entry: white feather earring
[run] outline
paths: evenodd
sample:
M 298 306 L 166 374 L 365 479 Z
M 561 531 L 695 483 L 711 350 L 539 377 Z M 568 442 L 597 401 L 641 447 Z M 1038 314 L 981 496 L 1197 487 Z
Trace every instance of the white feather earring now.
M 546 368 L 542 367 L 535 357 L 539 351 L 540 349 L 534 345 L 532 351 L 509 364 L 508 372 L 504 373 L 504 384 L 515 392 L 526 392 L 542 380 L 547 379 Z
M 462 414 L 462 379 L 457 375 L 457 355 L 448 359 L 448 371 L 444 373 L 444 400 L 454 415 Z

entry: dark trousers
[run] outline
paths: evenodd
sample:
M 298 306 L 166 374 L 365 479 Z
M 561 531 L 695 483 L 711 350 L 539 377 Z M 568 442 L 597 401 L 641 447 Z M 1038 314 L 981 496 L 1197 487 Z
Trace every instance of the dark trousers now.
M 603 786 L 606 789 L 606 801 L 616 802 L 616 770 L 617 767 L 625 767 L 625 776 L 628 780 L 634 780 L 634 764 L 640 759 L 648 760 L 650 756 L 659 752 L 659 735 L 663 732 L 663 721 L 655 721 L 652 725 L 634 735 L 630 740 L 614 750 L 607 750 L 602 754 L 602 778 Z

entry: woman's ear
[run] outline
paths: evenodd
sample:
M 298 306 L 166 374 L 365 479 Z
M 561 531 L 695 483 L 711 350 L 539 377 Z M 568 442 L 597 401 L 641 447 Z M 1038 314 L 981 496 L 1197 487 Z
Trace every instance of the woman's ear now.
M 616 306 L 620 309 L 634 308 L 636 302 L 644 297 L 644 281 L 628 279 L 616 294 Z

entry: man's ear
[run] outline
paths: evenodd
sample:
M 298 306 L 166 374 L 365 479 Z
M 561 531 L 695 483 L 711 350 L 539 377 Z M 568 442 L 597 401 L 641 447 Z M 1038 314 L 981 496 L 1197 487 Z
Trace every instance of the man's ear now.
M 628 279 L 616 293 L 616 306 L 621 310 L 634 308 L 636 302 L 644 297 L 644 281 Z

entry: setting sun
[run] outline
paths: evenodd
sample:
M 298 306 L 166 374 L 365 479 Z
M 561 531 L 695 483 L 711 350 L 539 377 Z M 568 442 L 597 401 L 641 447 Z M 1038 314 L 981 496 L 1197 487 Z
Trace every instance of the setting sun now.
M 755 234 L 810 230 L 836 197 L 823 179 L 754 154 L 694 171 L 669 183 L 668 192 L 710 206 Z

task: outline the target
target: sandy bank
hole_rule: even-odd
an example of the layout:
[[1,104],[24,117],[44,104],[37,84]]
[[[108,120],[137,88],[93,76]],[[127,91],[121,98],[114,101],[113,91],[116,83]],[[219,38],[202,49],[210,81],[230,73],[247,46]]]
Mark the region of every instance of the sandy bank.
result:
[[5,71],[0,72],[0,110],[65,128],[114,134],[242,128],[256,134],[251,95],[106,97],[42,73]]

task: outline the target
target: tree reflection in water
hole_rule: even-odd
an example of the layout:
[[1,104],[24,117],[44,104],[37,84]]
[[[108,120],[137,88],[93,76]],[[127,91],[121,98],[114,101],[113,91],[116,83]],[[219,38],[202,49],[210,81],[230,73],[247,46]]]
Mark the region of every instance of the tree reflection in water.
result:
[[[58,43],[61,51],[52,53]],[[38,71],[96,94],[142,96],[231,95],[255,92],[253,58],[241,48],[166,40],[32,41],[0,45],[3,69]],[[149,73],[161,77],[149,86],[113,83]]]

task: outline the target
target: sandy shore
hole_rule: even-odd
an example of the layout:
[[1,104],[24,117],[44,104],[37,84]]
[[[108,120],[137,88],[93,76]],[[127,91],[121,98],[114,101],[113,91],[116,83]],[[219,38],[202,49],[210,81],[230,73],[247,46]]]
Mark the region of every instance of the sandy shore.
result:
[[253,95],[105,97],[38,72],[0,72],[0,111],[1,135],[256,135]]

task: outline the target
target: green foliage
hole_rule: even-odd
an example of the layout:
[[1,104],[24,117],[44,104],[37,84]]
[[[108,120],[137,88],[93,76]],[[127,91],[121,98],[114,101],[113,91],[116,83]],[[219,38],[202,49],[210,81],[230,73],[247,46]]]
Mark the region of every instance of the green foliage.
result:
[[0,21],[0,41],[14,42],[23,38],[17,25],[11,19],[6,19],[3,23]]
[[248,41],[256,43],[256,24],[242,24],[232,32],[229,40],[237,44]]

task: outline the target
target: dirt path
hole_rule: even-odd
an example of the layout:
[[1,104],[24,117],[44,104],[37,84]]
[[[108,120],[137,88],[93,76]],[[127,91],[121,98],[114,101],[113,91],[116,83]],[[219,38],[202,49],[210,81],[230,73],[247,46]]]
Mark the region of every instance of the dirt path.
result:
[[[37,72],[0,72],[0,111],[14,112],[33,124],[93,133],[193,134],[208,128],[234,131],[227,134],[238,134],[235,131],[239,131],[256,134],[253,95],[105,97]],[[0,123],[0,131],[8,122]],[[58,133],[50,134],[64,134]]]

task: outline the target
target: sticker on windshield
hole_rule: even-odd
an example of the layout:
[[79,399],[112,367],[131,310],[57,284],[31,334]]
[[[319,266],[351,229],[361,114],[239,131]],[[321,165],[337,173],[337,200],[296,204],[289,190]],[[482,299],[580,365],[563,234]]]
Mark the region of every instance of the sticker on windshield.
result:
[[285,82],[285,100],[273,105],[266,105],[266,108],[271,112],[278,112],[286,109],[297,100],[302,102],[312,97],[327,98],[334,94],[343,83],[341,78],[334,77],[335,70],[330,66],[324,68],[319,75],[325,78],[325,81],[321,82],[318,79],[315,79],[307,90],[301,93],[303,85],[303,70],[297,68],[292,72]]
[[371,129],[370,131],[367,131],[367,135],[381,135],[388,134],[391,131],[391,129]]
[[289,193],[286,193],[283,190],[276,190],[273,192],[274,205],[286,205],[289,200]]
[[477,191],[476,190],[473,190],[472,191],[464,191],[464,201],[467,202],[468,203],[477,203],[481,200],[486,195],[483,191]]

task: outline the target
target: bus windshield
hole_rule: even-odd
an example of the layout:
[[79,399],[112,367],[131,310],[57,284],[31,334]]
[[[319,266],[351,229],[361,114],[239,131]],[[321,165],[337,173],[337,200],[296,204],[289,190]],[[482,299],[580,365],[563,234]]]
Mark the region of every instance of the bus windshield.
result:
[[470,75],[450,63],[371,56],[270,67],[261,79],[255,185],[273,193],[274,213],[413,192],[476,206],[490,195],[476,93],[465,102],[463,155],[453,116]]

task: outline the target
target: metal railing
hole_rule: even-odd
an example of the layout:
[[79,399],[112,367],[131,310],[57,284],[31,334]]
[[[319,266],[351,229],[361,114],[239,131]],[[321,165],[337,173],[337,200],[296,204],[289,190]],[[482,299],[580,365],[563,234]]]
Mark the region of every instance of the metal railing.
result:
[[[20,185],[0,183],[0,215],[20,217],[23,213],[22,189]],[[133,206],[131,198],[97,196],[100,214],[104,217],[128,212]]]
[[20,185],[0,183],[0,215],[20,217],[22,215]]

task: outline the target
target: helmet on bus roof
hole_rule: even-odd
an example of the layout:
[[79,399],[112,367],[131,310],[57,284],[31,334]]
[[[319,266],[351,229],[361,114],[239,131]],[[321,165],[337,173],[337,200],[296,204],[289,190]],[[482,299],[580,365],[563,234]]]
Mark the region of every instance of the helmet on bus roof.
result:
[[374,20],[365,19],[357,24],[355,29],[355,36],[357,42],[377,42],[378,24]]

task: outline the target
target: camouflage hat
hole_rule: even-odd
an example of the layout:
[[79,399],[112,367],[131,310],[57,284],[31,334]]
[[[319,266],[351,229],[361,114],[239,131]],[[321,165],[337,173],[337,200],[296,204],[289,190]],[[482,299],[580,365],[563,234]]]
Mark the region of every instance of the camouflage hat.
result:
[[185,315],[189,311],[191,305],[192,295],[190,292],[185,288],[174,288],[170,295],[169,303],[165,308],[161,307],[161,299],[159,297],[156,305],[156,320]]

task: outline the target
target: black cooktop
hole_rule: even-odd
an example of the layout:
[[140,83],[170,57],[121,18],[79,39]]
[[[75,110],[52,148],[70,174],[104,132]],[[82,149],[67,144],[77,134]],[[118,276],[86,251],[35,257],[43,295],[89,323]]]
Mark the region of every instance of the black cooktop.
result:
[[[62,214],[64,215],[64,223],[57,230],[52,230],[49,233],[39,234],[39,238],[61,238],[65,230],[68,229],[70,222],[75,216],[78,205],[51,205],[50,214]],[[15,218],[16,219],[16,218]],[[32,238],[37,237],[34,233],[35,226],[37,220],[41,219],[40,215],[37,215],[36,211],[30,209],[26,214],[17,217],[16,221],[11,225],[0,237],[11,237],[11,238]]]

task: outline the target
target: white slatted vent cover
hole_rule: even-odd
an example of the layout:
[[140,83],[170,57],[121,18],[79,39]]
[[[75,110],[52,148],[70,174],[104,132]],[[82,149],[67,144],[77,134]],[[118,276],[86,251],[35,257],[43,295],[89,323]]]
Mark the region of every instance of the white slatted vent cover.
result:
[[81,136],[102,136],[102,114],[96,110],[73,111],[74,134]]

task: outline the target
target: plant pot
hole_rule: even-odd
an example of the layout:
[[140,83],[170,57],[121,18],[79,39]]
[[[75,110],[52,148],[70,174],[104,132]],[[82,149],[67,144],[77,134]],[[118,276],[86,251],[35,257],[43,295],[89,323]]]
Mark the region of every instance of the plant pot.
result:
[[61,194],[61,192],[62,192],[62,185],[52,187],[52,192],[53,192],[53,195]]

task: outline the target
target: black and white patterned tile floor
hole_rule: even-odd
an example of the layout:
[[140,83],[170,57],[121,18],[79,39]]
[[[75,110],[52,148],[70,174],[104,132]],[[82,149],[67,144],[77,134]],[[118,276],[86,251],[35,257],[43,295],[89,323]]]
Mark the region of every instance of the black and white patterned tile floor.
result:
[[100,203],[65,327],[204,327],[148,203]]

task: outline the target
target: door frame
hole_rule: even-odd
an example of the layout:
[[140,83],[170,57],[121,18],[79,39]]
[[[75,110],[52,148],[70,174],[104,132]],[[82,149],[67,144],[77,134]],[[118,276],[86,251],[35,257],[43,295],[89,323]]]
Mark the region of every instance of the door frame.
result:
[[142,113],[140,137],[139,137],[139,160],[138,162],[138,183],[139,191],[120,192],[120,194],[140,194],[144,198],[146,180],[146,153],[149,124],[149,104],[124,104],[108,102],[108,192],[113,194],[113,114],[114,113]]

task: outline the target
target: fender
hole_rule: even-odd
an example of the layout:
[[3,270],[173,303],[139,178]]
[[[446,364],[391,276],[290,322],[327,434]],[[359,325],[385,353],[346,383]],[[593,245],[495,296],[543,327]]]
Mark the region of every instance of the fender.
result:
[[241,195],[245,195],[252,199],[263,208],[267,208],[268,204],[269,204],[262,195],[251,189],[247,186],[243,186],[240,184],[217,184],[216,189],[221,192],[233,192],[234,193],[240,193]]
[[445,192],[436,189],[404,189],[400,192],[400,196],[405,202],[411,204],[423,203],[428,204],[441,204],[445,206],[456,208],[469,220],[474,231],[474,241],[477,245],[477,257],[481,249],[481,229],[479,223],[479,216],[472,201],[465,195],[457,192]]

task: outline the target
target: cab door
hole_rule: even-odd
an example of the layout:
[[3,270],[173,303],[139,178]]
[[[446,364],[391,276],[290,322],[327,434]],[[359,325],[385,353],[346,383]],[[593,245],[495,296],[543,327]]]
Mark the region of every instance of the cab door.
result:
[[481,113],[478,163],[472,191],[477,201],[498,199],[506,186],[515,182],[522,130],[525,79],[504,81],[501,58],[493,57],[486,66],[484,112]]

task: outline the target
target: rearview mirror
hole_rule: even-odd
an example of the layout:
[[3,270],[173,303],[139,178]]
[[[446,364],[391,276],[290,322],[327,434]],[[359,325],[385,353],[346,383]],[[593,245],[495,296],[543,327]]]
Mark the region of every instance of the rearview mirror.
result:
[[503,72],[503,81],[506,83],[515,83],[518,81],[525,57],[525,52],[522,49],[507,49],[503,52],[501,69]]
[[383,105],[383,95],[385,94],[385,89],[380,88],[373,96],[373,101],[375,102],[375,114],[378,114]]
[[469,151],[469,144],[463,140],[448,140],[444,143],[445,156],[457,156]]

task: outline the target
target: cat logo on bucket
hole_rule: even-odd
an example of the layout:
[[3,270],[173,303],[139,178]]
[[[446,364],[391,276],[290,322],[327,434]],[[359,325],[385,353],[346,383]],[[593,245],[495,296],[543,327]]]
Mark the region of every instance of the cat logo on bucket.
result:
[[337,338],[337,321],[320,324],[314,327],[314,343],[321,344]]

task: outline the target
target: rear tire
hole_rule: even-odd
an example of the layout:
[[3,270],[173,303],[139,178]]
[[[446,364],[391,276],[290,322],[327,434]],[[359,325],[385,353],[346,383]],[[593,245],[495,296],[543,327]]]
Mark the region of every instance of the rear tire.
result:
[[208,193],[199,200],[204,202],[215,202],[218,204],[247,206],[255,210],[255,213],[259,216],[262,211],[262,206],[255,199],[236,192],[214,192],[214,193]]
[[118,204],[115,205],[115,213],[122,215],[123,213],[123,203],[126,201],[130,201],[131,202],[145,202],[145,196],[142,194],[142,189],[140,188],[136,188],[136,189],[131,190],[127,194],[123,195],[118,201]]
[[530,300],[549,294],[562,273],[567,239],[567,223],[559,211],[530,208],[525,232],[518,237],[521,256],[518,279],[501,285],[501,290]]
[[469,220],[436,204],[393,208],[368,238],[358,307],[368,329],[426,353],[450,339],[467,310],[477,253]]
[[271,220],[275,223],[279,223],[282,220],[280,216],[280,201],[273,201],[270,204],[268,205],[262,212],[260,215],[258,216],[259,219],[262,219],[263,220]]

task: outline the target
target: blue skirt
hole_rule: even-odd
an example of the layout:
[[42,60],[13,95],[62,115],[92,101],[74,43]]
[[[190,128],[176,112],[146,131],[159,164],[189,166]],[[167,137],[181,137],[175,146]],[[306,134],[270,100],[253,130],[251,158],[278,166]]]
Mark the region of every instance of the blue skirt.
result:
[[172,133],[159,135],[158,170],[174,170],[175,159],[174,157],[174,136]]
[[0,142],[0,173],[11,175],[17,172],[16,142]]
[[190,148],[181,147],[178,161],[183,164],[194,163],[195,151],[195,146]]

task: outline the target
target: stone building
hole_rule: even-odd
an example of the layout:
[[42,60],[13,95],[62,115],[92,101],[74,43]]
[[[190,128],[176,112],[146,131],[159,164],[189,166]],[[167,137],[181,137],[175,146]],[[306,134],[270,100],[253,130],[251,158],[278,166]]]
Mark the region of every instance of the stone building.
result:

**Work to do**. Please copy out everything from the start of the records down to the line containing "M 616 306 L", including that line, reproducing each line without change.

**Written response**.
entry: white feather earring
[run] outline
paths: evenodd
sample:
M 298 306 L 166 374 L 365 479 Z
M 561 531 L 695 483 L 711 350 L 539 377 Z M 568 442 L 597 401 L 641 447 Z M 1038 314 L 981 496 L 1197 487 Z
Trace every instance of the white feather earring now.
M 546 368 L 542 367 L 535 357 L 539 351 L 540 349 L 534 345 L 532 351 L 509 364 L 508 372 L 504 373 L 504 384 L 515 392 L 526 392 L 542 380 L 547 379 Z
M 462 414 L 462 379 L 457 375 L 457 355 L 448 359 L 448 371 L 444 373 L 444 400 L 454 415 Z

entry: dark trousers
[run] outline
paths: evenodd
sample:
M 298 306 L 166 374 L 365 479 Z
M 561 531 L 695 483 L 711 350 L 539 377 Z M 568 442 L 597 401 L 641 447 Z M 1038 314 L 981 496 L 1197 487 Z
Trace every instance of the dark trousers now.
M 603 786 L 606 789 L 606 801 L 616 802 L 616 770 L 617 767 L 625 767 L 625 776 L 628 780 L 634 780 L 634 764 L 640 759 L 648 760 L 650 756 L 659 752 L 659 735 L 663 732 L 663 721 L 655 721 L 652 725 L 634 735 L 630 740 L 614 750 L 607 750 L 602 754 L 602 778 Z

entry: woman's ear
[run] outline
paths: evenodd
sample:
M 298 306 L 166 374 L 365 479 Z
M 561 531 L 695 483 L 711 350 L 539 377 Z M 568 442 L 597 401 L 641 447 Z M 1038 314 L 981 496 L 1197 487 Z
Trace every instance of the woman's ear now.
M 616 306 L 620 309 L 634 308 L 636 302 L 644 297 L 644 281 L 628 279 L 616 294 Z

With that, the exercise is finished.